• _Objectives_
A: In the TensorFlow Lite patch, rewrite the subject paragraph that begins "Define TFLITE_UNLIKELY using __builtin_expect" as a short bulleted list that keeps its main facts.
B: According to the TensorFlow Lite patch, how many insertions and deletions does the change make?
C: Extend the TensorFlow Lite patch beyond its final line.

• _Source excerpt_
From 5c4b601d2d29b7e1616194463d8444ed8b3977cb Mon Sep 17 00:00:00 2001
From: Robert David <lrdx@google.com>
Date: Wed, 20 Jan 2021 16:52:59 -0800
Subject: [PATCH] Define TFLITE_UNLIKELY using __builtin_expect if available.
 Annotate all postamble loops in neon_tensor_utils with TFLITE_UNLIKELY.

PiperOrigin-RevId: 352904916
Change-Id: I2067a32af737cf8fc07850ed7e96e3c0fbc5809a
---
 .../internal/optimized/neon_tensor_utils.cc   | 88 +++++++++++--------
 1 file changed, 50 insertions(+), 38 deletions(-)

diff --git a/tensorflow/lite/kernels/internal/optimized/neon_tensor_utils.cc b/tensorflow/lite/kernels/internal/optimized/neon_tensor_utils.cc
index 565ccb4eec5..405cde0373a 100644
--- a/tensorflow/lite/kernels/internal/optimized/neon_tensor_utils.cc
+++ b/tensorflow/lite/kernels/internal/optimized/neon_tensor_utils.cc
@@ -45,6 +45,21 @@ limitations under the License.
 #endif
 #endif
 
+// Note: This is the same as ABSL_HAVE_BUILTIN, but can't include the header.
+#ifdef __has_builtin
+#define TFLITE_HAS_BUILTIN(x) __has_builtin(x)
+#else
+#define TFLITE_HAS_BUILTIN(x) 0
+#endif
+
+// Note: This is the same as ABSL_PREDICT_FALSE, but can't include the header.
+#if TFLITE_HAS_BUILTIN(__builtin_expect) || \
+    (defined(__GNUC__) && !defined(__clang__))
+#define TFLITE_UNLIKELY(x) (__builtin_expect(false || (x), false))
+#else
+#define TFLITE_UNLIKELY(x) (x)
+#endif
+
 namespace tflite {
 namespace tensor_utils {
 namespace {
@@ -209,7 +224,7 @@ void NeonMatrixBatchVectorMultiplyAccumulate(const float* matrix, int m_rows,
       // Add the 4 intermediate sum values to get the final dot-prod value for
       // this column.
       *result_in_batch += AccumulateNeonLane(acc_32x4);
-      for (; c < m_cols; c++) {
+      for (; TFLITE_UNLIKELY(c < m_cols); c++) {
         *result_in_batch += matrix_row[c] * vector_in_batch[c];
       }
       matrix_row += m_cols;
@@ -802,8 +817,7 @@ void NeonMatrixBatchVectorMultiplyImpl(const int8_t* input, const int32_t* bias,
       }  // for col
 
       // Half iteration dealing only 8 elements
-      // TODO(raziel): if (ABSL_PREDICT_FALSE(col < postamble_start))

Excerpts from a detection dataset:
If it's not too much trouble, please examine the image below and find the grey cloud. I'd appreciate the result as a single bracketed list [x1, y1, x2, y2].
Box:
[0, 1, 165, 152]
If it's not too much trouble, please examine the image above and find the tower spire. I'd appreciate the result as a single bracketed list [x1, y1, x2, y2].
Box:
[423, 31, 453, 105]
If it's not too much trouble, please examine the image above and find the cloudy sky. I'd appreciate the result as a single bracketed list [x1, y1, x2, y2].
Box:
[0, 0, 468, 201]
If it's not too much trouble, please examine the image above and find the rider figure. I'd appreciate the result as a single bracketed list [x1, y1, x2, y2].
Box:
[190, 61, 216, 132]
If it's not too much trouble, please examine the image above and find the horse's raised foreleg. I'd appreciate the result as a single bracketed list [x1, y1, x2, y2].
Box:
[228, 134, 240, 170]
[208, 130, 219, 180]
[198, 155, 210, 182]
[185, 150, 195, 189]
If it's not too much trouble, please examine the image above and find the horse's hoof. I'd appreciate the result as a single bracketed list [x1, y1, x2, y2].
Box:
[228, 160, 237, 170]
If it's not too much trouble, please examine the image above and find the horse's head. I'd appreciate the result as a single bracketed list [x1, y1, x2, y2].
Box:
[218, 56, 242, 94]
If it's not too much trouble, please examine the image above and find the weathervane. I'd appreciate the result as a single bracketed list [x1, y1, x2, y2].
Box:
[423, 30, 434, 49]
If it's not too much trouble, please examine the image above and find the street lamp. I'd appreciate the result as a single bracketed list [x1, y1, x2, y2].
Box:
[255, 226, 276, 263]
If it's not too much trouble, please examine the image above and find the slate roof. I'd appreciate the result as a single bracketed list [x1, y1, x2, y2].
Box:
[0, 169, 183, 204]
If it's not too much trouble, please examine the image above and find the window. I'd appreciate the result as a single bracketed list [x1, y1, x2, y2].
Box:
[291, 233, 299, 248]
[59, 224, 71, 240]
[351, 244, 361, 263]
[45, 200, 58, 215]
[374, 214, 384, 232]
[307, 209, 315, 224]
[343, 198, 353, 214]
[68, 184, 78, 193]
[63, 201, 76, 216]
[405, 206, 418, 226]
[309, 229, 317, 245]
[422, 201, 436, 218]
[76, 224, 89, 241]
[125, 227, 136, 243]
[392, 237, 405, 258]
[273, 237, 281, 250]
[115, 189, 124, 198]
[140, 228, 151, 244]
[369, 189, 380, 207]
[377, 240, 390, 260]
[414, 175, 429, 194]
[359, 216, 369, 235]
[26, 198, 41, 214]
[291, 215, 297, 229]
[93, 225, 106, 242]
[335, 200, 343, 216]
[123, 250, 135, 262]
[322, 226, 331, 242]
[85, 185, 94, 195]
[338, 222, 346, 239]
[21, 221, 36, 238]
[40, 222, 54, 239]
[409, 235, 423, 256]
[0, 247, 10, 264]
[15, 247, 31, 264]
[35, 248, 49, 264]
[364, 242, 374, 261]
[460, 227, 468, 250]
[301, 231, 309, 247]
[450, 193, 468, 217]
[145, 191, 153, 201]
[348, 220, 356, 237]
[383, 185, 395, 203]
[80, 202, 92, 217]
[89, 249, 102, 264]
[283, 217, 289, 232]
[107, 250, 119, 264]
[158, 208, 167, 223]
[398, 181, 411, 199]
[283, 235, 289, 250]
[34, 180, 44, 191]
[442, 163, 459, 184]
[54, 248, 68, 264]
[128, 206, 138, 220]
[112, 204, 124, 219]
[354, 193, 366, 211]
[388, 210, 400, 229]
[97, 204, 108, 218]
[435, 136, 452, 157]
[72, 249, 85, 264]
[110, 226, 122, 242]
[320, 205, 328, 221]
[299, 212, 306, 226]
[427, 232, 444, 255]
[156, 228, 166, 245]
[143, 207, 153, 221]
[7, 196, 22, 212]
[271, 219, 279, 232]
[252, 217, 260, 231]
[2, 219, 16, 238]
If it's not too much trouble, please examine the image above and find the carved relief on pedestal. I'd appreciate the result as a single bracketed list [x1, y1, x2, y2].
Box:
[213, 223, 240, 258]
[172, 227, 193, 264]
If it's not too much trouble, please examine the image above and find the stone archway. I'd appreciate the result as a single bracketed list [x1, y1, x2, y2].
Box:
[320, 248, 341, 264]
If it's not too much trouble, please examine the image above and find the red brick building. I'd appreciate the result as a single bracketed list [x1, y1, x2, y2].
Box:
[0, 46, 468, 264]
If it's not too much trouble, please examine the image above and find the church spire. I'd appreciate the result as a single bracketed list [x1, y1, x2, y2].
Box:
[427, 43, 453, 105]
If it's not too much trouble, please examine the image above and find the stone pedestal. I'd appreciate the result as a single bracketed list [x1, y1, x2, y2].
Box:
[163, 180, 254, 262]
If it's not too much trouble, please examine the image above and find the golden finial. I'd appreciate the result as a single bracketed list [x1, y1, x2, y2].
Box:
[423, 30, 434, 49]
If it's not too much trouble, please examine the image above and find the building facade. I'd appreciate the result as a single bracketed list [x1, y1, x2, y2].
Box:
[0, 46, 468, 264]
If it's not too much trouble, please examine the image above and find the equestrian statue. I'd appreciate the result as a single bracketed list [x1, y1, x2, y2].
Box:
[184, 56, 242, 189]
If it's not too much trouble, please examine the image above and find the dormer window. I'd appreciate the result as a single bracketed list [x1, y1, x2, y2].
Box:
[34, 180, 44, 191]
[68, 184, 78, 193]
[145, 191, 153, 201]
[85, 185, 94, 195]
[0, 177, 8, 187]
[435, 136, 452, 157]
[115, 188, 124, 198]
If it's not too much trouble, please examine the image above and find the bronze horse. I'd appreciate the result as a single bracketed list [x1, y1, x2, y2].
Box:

• _Per-task outputs_
A:
- Defines TFLITE_UNLIKELY with __builtin_expect when that builtin is available.
- Marks every postamble loop in neon_tensor_utils with TFLITE_UNLIKELY.

B: It makes 50 insertions and 38 deletions.

C:
-      if (col < postamble_start) {
+      if (TFLITE_UNLIKELY(col < postamble_start)) {
         // Load 8 8-bit values from the row and column each to operate on.
         // Here the assumption is that each buffer is 4-bytes aligned.
         // Otherwise, performance may suffer significantly.
@@ -819,8 +833,7 @@ void NeonMatrixBatchVectorMultiplyImpl(const int8_t* input, const int32_t* bias,
       // this row.
       int32_t dotprod = AccumulateNeonLane(dotprod_32x4);
       // Postamble loop.
-      // TODO(raziel): if (ABSL_PREDICT_FALSE(col < m_cols))
-      for (; col < n_input; ++col) {
+      for (; TFLITE_UNLIKELY(col < n_input); ++col) {
         dotprod += row_ptr[col] * aligned_vec[col];
       }  // for col
 
@@ -874,7 +887,7 @@ inline void NeonMatrixBatchVectorAccumulateImpl(
         vcombine_s16(vqmovn_s32(temp_val.val[0]), vqmovn_s32(temp_val.val[1]));
     vst1q_s16(output + i, result);
   }
-  for (; i < total_size; ++i) {
+  for (; TFLITE_UNLIKELY(i < total_size); ++i) {
     int32_t temp = MultiplyByQuantizedMultiplier(scratch[i], multiplier, shift);
     temp += output_zp;
     temp += output[i];
@@ -948,7 +961,7 @@ inline void NeonMatrixBatchVectorAccumulateImpl(
         vcombine_s8(vqmovn_s16(result_1), vqmovn_s16(result_2));
     vst1q_s8(output + i, result);
   }
-  for (; i < total_size; ++i) {
+  for (; TFLITE_UNLIKELY(i < total_size); ++i) {
     int32_t temp = MultiplyByQuantizedMultiplier(scratch[i], multiplier, shift);
     temp += output_zp;
     temp += output[i];
@@ -1128,8 +1141,7 @@ void NeonMatrixBatchVectorMultiplyAccumulate(const int8_t* __restrict__ matrix,
       }  // for col
 
       // Half iteration dealing only 8 elements
-      // TODO(raziel): if (ABSL_PREDICT_FALSE(col < postamble_start))
-      if (col < postamble_start) {
+      if (TFLITE_UNLIKELY(col < postamble_start)) {
         // Load 8 8-bit values from the row and column each to operate on.
         // Here the assumption is that each buffer is 4-bytes aligned.
         // Otherwise, performance may suffer significantly.
@@ -1145,8 +1157,7 @@ void NeonMatrixBatchVectorMultiplyAccumulate(const int8_t* __restrict__ matrix,
       // this row.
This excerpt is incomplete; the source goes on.